What is the number of lines in the listing below that contain the string "motorboat"? Give that number only.

= = = = =

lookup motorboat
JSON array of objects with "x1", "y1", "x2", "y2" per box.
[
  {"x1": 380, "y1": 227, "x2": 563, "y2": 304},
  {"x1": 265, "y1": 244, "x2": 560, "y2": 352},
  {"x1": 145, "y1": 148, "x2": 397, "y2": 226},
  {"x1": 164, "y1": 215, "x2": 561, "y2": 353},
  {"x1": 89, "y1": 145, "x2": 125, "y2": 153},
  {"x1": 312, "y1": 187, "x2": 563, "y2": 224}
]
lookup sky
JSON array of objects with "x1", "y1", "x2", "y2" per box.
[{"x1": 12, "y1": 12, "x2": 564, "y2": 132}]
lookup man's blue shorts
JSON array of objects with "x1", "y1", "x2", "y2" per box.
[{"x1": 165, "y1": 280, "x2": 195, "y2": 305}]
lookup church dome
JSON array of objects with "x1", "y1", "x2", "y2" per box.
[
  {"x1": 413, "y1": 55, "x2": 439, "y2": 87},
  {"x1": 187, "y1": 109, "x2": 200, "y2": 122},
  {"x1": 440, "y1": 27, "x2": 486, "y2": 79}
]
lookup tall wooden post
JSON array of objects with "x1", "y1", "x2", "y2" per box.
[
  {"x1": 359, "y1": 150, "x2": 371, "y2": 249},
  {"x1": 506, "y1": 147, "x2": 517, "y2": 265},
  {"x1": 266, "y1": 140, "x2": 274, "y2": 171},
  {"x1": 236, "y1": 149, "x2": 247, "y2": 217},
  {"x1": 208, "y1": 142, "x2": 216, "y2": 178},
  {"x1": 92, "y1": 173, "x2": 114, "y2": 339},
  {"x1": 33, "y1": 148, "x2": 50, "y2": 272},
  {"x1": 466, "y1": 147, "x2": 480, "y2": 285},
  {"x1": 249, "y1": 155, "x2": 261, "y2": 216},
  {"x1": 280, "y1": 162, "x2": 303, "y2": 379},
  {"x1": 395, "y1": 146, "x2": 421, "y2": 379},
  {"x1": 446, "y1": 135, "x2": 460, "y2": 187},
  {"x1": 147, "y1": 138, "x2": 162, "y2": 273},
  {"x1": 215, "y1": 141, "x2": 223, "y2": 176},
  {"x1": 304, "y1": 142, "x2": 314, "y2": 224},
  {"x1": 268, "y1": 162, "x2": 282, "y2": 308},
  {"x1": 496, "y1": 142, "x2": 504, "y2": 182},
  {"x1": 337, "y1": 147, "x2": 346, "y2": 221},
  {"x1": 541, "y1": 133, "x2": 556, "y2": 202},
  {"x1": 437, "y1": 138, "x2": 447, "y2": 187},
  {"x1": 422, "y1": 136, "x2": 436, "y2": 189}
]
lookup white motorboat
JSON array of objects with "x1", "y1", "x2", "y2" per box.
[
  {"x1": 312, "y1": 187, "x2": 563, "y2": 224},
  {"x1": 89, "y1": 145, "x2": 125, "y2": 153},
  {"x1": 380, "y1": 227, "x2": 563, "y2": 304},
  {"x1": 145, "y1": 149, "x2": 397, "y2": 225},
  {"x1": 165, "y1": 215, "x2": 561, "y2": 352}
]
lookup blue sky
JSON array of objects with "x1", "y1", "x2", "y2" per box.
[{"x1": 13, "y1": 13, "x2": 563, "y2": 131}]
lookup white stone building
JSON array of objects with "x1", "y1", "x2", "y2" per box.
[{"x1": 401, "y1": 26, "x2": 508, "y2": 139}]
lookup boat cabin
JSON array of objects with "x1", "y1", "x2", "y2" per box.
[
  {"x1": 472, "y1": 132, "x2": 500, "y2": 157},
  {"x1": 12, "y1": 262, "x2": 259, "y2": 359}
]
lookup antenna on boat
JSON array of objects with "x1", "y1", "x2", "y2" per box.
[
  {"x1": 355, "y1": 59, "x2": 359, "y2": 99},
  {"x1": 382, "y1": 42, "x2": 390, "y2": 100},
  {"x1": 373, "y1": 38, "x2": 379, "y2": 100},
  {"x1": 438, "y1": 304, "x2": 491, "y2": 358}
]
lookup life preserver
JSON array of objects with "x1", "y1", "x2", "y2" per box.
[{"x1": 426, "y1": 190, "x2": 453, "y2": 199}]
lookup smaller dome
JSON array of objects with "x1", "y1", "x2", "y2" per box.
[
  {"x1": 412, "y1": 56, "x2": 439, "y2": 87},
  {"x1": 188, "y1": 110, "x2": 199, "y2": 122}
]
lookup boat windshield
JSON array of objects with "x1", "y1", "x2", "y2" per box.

= = = = =

▶ [Reply to the exercise]
2